§ **Aim of the exercise**
Could you copy out every line from the first one through the line with "point(303, 458)", both included, multiplying each coordinate in the points after every "Target" line by 0.35 and rounding to whole numbers with halves rounded up? Keep all other lines and numbers unchanged.

[Excerpts from location labeling data]
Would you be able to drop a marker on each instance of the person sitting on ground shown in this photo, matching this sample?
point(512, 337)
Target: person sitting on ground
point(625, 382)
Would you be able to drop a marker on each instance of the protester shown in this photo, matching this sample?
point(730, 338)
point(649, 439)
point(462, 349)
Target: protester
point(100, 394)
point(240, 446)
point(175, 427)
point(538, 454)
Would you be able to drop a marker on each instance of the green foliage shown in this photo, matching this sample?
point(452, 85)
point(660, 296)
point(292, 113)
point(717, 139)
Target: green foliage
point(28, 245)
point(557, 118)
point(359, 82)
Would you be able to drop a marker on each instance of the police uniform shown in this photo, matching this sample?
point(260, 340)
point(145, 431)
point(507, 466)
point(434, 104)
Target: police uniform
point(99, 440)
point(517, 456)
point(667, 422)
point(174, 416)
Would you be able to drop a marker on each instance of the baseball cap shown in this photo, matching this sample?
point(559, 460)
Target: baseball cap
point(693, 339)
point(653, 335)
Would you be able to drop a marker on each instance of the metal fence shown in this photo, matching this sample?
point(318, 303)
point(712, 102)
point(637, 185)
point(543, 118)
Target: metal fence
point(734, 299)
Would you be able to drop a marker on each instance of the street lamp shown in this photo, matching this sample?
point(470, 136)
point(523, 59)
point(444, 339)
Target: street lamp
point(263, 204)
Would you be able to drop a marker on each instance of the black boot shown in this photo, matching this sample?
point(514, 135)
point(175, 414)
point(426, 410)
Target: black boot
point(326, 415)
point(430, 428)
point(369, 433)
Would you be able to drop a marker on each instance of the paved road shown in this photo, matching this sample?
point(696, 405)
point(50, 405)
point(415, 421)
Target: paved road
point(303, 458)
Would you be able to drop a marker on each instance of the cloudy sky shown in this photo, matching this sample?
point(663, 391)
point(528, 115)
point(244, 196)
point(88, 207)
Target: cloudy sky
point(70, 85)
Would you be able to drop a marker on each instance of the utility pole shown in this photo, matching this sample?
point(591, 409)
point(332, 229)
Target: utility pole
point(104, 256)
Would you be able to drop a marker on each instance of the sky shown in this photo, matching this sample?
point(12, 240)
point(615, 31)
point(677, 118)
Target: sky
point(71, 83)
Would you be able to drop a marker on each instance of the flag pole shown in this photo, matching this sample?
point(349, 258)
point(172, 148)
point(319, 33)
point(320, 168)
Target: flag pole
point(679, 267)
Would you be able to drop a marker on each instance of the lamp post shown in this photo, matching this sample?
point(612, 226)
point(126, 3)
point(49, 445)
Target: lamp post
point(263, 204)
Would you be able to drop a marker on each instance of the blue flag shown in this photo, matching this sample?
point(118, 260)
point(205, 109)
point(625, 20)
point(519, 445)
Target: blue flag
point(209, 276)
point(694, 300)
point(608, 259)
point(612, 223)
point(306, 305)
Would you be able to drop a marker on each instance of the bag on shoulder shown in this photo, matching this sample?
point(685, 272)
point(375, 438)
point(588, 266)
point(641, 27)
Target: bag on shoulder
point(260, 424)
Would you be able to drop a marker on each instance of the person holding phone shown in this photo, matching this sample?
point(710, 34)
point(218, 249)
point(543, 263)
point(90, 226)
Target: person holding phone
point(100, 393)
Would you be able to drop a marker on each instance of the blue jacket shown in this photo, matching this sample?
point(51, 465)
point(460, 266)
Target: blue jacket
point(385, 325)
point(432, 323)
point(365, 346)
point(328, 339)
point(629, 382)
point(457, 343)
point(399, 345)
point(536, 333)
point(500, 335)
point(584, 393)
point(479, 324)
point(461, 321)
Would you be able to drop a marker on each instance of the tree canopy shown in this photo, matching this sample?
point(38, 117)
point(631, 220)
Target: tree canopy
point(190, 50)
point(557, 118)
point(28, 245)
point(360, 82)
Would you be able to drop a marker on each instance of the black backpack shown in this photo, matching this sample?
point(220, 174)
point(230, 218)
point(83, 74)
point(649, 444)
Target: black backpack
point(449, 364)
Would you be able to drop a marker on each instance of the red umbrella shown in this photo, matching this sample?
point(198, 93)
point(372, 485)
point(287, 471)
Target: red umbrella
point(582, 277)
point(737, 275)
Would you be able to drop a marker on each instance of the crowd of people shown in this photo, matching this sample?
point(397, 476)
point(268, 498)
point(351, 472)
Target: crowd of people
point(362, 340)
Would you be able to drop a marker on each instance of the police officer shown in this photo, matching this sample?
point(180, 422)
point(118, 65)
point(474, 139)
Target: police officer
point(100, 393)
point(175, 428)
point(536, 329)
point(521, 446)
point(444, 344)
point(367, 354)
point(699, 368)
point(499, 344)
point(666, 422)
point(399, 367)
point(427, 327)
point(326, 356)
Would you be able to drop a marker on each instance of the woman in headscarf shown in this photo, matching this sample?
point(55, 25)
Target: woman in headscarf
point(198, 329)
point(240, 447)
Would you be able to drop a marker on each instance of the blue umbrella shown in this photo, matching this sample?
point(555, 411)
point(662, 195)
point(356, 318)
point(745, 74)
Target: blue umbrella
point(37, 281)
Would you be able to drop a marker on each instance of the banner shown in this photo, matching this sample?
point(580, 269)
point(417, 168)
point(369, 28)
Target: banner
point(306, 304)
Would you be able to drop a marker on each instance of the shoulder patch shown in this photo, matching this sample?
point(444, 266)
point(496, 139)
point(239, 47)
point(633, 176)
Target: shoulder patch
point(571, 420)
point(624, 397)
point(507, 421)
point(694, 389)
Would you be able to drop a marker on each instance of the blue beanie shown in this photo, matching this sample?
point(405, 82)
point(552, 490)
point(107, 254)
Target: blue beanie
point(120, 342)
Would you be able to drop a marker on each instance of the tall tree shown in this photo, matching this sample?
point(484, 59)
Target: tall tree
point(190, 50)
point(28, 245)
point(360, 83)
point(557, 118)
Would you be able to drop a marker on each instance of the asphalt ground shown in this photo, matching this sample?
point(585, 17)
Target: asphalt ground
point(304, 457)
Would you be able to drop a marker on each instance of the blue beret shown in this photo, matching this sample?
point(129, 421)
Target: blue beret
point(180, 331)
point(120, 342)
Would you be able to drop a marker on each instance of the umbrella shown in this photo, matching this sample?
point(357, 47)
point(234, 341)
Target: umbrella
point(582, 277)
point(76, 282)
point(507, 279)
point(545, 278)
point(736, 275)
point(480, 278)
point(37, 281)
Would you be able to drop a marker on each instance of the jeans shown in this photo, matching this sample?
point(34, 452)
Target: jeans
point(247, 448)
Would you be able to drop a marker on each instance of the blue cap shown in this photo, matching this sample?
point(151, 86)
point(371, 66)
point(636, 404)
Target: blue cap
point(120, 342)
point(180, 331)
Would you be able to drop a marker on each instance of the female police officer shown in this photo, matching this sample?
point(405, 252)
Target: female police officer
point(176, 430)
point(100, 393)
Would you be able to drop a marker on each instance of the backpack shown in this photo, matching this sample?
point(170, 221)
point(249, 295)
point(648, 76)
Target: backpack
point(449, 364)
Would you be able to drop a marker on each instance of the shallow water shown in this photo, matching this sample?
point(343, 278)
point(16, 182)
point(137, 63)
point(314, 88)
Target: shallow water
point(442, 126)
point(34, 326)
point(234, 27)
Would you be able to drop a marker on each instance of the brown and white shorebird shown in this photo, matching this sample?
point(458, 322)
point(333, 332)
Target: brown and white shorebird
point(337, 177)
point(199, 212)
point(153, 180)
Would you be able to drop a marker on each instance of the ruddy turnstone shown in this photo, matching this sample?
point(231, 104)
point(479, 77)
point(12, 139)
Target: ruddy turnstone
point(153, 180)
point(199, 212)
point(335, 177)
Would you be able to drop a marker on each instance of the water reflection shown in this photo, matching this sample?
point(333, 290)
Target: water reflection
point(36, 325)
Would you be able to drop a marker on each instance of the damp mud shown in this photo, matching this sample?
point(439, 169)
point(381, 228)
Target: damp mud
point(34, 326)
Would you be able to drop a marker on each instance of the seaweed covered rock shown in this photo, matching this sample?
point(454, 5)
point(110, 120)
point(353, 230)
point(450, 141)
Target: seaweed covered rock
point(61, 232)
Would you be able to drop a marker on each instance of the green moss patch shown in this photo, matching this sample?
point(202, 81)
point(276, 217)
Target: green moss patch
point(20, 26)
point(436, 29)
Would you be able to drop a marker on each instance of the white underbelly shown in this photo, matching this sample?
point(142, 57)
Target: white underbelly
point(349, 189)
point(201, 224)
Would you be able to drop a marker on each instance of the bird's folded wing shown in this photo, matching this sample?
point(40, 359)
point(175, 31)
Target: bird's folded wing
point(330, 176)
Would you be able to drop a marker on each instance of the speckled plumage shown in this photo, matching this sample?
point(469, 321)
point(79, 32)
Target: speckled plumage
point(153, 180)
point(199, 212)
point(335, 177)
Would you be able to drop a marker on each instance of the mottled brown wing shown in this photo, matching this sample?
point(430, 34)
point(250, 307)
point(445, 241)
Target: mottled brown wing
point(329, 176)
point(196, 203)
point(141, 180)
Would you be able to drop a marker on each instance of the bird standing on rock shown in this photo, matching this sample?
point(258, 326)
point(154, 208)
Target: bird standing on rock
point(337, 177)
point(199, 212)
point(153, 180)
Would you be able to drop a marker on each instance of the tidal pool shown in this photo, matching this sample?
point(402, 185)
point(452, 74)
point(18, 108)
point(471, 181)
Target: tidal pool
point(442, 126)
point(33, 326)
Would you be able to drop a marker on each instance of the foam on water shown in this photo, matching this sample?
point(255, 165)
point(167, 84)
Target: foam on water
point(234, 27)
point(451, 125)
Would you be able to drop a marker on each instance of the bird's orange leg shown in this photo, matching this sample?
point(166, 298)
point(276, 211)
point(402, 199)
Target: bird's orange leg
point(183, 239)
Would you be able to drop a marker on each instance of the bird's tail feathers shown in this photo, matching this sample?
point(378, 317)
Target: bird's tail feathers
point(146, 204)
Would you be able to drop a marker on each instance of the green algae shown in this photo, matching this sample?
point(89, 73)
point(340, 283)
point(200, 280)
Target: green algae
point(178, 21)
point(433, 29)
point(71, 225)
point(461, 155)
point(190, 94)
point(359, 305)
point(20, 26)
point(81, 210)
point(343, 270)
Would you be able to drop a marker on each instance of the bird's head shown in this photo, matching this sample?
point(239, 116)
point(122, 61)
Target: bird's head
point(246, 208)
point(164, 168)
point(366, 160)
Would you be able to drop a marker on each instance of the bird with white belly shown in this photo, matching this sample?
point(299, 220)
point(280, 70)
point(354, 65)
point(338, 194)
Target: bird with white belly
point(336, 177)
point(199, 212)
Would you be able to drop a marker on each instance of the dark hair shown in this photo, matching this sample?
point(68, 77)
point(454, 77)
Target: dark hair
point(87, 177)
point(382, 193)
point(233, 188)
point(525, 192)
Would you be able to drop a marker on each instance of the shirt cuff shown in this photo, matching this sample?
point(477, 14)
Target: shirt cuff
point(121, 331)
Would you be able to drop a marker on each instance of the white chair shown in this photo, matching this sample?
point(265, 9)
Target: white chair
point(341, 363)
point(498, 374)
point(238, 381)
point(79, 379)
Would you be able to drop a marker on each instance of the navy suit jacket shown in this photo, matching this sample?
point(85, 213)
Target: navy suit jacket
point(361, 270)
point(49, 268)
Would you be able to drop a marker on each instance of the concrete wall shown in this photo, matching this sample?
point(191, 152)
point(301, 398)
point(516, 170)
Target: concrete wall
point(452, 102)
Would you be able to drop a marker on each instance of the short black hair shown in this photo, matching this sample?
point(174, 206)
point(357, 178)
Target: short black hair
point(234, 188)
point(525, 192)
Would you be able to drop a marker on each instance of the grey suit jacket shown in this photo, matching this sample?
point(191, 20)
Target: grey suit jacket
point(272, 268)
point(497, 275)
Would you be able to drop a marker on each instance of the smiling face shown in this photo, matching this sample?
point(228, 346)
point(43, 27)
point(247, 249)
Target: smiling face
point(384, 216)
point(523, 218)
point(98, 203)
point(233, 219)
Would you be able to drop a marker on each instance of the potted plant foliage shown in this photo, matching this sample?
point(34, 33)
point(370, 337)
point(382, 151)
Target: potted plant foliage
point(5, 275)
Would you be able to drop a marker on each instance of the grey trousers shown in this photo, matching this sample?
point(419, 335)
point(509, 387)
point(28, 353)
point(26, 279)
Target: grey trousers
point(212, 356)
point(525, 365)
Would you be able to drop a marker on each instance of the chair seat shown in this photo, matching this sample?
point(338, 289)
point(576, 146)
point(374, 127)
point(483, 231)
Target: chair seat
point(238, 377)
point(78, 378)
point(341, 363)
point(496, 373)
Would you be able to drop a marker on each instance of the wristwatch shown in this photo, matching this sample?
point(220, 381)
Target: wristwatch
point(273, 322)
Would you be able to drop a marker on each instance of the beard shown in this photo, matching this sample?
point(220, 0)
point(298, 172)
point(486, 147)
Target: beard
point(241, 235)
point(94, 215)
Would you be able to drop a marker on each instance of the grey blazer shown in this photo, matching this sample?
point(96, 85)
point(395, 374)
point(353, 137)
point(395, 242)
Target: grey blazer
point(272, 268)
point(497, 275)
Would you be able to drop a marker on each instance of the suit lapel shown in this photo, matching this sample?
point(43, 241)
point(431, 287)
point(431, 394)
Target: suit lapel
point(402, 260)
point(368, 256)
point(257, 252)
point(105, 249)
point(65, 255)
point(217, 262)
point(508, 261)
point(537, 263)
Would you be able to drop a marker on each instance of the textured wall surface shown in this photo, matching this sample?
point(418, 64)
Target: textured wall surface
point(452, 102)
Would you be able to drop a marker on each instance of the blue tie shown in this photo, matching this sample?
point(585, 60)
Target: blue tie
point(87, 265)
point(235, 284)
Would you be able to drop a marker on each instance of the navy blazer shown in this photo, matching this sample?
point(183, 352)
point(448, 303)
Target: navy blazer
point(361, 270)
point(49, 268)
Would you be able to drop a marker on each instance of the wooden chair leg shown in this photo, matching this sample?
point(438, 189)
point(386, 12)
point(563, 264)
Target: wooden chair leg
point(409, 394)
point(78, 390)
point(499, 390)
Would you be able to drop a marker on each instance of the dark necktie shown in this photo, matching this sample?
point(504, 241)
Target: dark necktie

§ **Expected answer**
Would you be able to drop a marker on each instance of the person sitting on ground shown in this photo, matching this sample?
point(512, 337)
Target: person sitting on ground
point(219, 134)
Would you be able to drop a marker on each instance of the protester shown in this photo, matching this sample?
point(730, 338)
point(649, 439)
point(462, 349)
Target: protester
point(35, 138)
point(84, 156)
point(61, 149)
point(188, 159)
Would you be able to drop a marker on each instance of the green foliage shown in this photo, matching this sample?
point(452, 85)
point(660, 296)
point(292, 113)
point(717, 139)
Target: green foliage
point(10, 86)
point(195, 41)
point(126, 29)
Would you be able to drop a marker on each instance of the police uniform shown in this photo, matching this sample?
point(260, 340)
point(145, 431)
point(507, 466)
point(434, 104)
Target: police uniform
point(35, 154)
point(181, 160)
point(233, 148)
point(61, 146)
Would you be able to drop a marker on each instance of the baseball cap shown in this photo, matching this sample?
point(559, 460)
Target: baseball cap
point(243, 119)
point(229, 117)
Would you be able to drop a marker on each instance of the metal fence shown in this photo, matching this sample?
point(318, 303)
point(712, 102)
point(637, 185)
point(543, 118)
Target: metal fence
point(257, 105)
Would you be able to drop a marker on each instance of the street lamp shown in this photo, matching this sample?
point(470, 136)
point(523, 59)
point(444, 339)
Target: street lamp
point(92, 71)
Would you be able to drop a marker on each instance of the black boot shown in this photo, matching this sample?
point(514, 135)
point(175, 414)
point(426, 410)
Target: black boot
point(114, 145)
point(151, 150)
point(129, 152)
Would you be able to drop a marker on each instance of the paved road shown in this photo, matching this sample?
point(696, 405)
point(50, 405)
point(415, 421)
Target: paved road
point(106, 160)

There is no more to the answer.